Aim of the exercise:
Go through the listing below and show each line that has the word "part".

Dataset entries:
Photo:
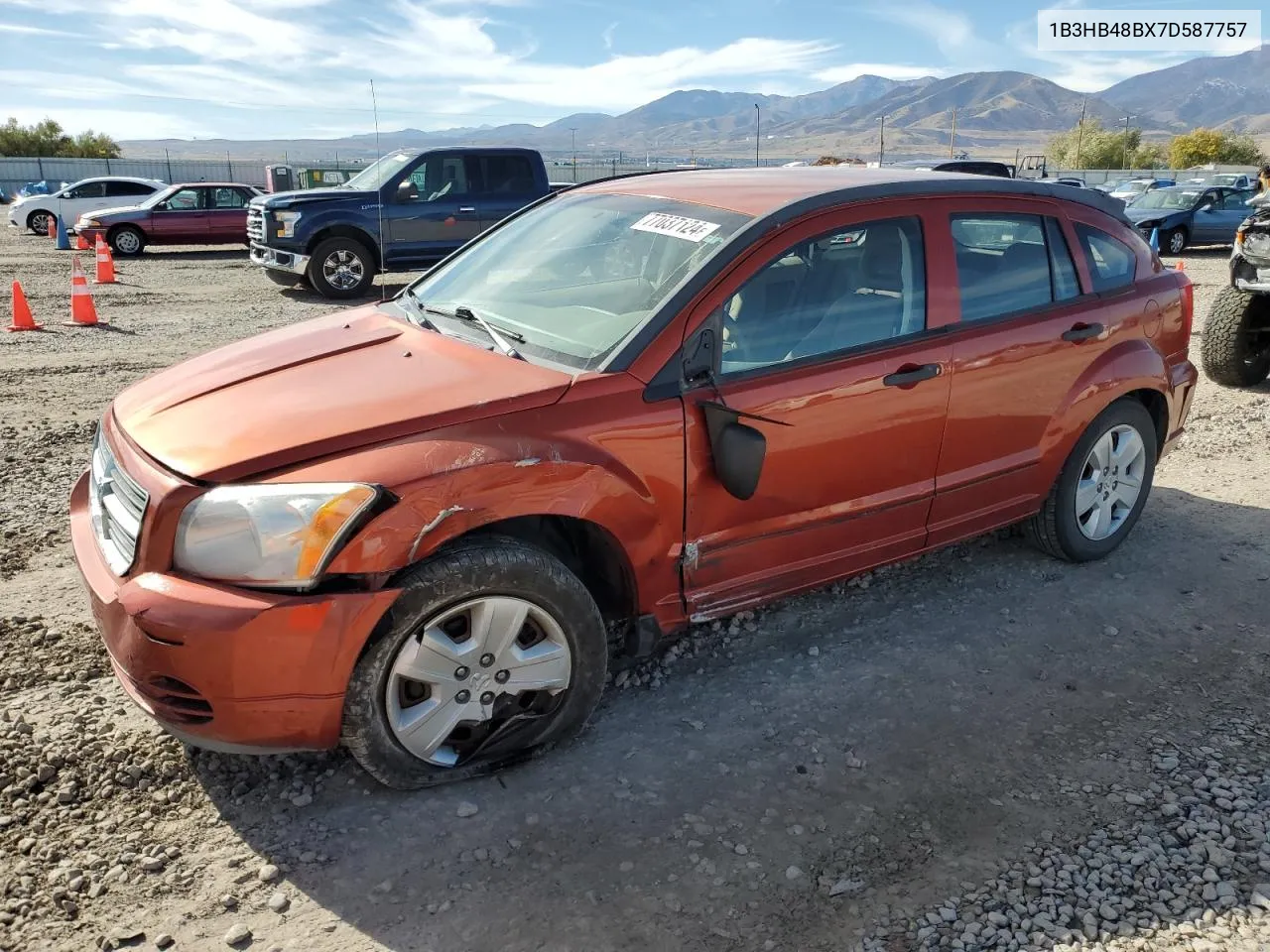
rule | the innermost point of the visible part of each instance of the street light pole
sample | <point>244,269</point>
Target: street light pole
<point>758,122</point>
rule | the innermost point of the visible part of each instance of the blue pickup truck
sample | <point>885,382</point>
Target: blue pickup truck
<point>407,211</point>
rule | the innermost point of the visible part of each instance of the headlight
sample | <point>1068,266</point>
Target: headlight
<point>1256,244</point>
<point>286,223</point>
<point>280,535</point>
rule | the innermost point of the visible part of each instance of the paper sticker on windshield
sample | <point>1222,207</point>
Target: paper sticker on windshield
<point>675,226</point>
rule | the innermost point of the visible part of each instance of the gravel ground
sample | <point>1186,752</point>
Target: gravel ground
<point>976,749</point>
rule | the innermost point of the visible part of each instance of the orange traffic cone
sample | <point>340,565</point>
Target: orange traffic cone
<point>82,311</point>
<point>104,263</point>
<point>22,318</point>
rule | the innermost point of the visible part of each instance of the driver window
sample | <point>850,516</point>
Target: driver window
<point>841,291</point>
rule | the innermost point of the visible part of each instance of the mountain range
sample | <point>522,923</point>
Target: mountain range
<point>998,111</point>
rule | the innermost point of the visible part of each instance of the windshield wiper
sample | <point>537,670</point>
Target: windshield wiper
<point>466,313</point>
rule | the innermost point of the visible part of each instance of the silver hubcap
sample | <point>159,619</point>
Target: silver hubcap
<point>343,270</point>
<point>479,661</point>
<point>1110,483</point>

Response to the task:
rule | the innermost point of the visible part of each instance of the street light pole
rule | the innermost point of the visible part of each instance of the blue pickup truck
rule | the innermost point of the visible part of each instance of the headlight
rule | the innermost point of the visible part of each instance of the paper sticker on windshield
rule | the innermost point of the visible part of each instance of the gravel ground
rule | the innermost point of the visible part of each instance of the orange traffic cone
rule | the innermost point of the visible part of each instance of the driver window
rule | the innermost point of the visible part of each instance of the mountain range
rule | the innermost point of the visible part of each instance of the windshield wiper
rule | the innermost point of the visible part of each instance of the silver hubcap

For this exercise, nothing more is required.